▸ EXERCISE TEXT:
Thursday, January 11, 2007

Was Noel Coward a misogynist?


Misogynist - or bitch?

The Boston Globe's Louise Kennedy diagnoses Noel Coward's brain as "charming, but misogynist" in today's review of Design for Living. I seem to recall this is one political issue that reliably rouses Louise, so you have to consider the emotional source of the charge. Still, it's true that Coward has his moments. In Private Lives, for instance, there's the notorious quip that "Some women should be struck regularly, like gongs." And in Design for Living, women receive a few nasty putdowns (particularly, ironically enough, from the mouth of Gilda, his heroine).

But is that kind of queeny bitchery really misogyny? Certainly it squares - superficially - with the straight version of the syndrome (which is why, unfortunately, the lines get laughs). But in a way, isn't Gilda calling women "bitches" in Design for Living a bit like Ludacris using the n-word? After all, Coward wasn't just gay, he was a bottom - and, not to put too fine a point on it, bottoms in the end (as it were) will stoop to anything when faced with the competition!

Sorry, but the love/hate relationship of the queen to the female is far too complex to be reduced to "misogyny." This isn't to say that Coward in bitch mode is a pretty sight - it's simply to point out that we should understand him for what he was. I realize, of course, that Scott Heller isn't about to let Louise Kennedy explain tops and bottoms to the soccer moms who read the Globe - still, it's lazy to pretend some pseudo-feminist critique of "the male" is appropriate to Coward's persona. The man who wrote the heroines of Hay Fever, Private Lives, Present Laughter, and (yes) Design for Living certainly had insight into - and even identified with - women, and in particular a certain kind of feminine allure. Perhaps feminism itself has a problem with that allure (and its underside) - but that's not Coward's problem.

▸ EXTRACTED RECORDS:
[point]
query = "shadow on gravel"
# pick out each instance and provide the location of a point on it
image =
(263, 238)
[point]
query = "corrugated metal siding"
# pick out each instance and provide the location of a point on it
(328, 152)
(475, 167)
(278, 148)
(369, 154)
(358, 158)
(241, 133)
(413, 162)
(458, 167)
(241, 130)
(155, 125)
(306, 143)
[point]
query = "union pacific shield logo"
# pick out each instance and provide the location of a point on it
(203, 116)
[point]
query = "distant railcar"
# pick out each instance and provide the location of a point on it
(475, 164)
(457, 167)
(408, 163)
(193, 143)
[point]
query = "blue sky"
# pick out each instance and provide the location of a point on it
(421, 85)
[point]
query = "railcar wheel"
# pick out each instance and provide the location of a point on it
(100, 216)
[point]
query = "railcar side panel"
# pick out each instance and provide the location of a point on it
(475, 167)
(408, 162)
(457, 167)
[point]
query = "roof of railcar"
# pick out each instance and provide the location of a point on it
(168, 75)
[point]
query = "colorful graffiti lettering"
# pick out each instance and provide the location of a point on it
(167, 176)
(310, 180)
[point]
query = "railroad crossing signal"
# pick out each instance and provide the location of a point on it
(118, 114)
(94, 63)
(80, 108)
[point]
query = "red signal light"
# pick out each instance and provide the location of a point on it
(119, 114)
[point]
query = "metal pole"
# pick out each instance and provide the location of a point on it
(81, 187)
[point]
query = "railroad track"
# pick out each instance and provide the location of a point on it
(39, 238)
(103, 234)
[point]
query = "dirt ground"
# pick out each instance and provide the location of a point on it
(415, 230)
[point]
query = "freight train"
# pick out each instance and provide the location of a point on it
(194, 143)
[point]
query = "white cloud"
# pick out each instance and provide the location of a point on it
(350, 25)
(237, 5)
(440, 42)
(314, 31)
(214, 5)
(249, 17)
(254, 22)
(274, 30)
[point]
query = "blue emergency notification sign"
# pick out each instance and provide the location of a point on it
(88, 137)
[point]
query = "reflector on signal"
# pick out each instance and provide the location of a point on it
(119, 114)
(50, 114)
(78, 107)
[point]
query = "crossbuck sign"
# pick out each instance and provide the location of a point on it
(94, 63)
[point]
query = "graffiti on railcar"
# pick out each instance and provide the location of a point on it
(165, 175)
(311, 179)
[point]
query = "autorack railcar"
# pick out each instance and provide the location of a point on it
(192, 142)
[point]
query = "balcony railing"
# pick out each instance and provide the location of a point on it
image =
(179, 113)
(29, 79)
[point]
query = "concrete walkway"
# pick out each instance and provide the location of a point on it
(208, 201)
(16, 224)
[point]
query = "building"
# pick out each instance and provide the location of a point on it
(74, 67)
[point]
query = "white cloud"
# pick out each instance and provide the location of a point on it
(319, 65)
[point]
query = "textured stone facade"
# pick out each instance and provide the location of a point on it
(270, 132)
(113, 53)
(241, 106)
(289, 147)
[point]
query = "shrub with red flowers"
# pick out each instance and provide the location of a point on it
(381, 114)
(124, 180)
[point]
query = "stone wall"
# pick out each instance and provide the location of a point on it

▸ WORK INSTRUCTION:
Reproduce the Noel Coward post starting at "Sorry, but the" and ending at "not Coward's problem.". None of the items matter here.

▸ TASK RESPONSE:
Sorry, but the love/hate relationship of the queen to the female is far too complex to be reduced to "misogyny." This isn't to say that Coward in bitch mode is a pretty sight - it's simply to point out that we should understand him for what he was. I realize, of course, that Scott Heller isn't about to let Louise Kennedy explain tops and bottoms to the soccer moms who read the Globe - still, it's lazy to pretend some pseudo-feminist critique of "the male" is appropriate to Coward's persona. The man who wrote the heroines of Hay Fever, Private Lives, Present Laughter, and (yes) Design for Living certainly had insight into - and even identified with - women, and in particular a certain kind of feminine allure. Perhaps feminism itself has a problem with that allure (and its underside) - but that's not Coward's problem.